▶ Exercise:
How many lines of the listing below contain "instance"? State the number alone.

▶ Data for the task:
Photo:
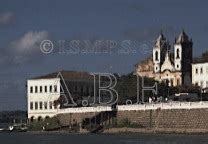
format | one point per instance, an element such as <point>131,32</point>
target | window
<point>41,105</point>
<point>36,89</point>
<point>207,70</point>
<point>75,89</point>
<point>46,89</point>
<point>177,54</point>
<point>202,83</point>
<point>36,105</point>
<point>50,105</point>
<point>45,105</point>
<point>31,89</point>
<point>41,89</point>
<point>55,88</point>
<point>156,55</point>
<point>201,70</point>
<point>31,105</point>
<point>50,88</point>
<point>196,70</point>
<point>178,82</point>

--

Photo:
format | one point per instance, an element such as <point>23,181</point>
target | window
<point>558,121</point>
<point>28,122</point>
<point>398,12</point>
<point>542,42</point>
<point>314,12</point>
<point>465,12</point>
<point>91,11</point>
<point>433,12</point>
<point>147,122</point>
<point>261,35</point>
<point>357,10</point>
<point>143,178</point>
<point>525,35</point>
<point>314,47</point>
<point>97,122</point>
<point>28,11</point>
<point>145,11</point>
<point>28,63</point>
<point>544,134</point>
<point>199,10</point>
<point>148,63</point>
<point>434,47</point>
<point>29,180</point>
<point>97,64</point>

▶ Problem solution:
2